== Provided information ==
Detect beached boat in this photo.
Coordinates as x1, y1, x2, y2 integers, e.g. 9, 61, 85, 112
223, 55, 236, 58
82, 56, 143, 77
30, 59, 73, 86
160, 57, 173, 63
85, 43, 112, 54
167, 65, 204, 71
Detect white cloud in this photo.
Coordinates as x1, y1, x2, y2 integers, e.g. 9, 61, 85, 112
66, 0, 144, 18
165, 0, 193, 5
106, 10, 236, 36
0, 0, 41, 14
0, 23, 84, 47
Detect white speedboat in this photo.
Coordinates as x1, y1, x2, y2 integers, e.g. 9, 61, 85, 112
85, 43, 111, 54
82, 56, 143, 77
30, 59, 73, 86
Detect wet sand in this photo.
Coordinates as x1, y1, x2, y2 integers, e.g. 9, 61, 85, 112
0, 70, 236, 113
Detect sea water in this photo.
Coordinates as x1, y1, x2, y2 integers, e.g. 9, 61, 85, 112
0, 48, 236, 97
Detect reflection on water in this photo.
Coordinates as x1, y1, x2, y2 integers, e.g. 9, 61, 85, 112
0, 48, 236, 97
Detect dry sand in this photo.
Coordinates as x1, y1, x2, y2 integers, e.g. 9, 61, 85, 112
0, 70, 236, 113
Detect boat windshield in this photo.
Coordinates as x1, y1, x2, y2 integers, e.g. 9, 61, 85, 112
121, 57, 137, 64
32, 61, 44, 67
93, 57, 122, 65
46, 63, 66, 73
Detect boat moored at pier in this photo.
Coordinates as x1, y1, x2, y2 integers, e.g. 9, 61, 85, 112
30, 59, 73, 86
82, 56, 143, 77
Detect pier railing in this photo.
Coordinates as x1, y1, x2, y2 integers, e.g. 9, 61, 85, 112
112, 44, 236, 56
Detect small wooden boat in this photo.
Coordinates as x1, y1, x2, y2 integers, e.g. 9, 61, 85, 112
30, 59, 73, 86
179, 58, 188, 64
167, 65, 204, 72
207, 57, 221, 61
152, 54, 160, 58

== What to produce ==
Write out all of the lines above again, switching "Detect" to "Locate" wherever it occurs and keeping everything else the same.

== Full response ==
Locate beached boat in this photo.
Coordinates as x1, y1, x2, y2 integers, e.g. 9, 61, 85, 112
223, 55, 236, 58
82, 56, 143, 77
30, 59, 73, 86
160, 57, 173, 63
85, 43, 112, 54
167, 65, 204, 71
Locate white cloud in this photo.
Coordinates as x1, y1, x2, y2 integers, e.g. 9, 61, 85, 112
66, 0, 144, 18
165, 0, 193, 5
106, 10, 236, 36
0, 0, 41, 14
0, 23, 84, 47
Locate white speedboat in this photo.
Coordinates as x1, y1, x2, y2 integers, e.g. 9, 61, 85, 112
85, 43, 111, 54
82, 56, 143, 77
30, 59, 73, 86
Locate wet sand in this photo.
Coordinates as x1, y1, x2, y2 integers, e.g. 9, 61, 85, 112
0, 70, 236, 113
Locate sea water in this photo.
Coordinates as x1, y1, x2, y2 integers, e.g. 9, 61, 85, 112
0, 48, 236, 97
Locate reflection on water in this photo.
Coordinates as x1, y1, x2, y2 integers, e.g. 9, 61, 85, 112
0, 48, 236, 97
Locate dry sand in this photo.
Coordinates as x1, y1, x2, y2 integers, e.g. 9, 61, 85, 112
0, 70, 236, 113
Locate boat windshield in this photo.
Coordinates as x1, y1, x2, y2 integers, e.g. 9, 61, 85, 112
121, 57, 137, 64
32, 61, 44, 67
93, 57, 122, 65
46, 63, 66, 73
Locate boat moored at pier in this photo.
Coordinates as x1, y1, x2, y2 integers, e.g. 9, 61, 85, 112
30, 59, 73, 86
82, 56, 143, 77
Locate pier railing in this photo.
Coordinates as x1, y1, x2, y2 integers, e.g. 9, 61, 85, 112
112, 44, 236, 56
Locate small wooden boat in this photo.
Coordinates as x1, y1, x2, y2 integers, e.g. 9, 61, 85, 112
30, 59, 73, 86
179, 58, 188, 64
167, 65, 204, 72
207, 57, 221, 61
152, 54, 160, 58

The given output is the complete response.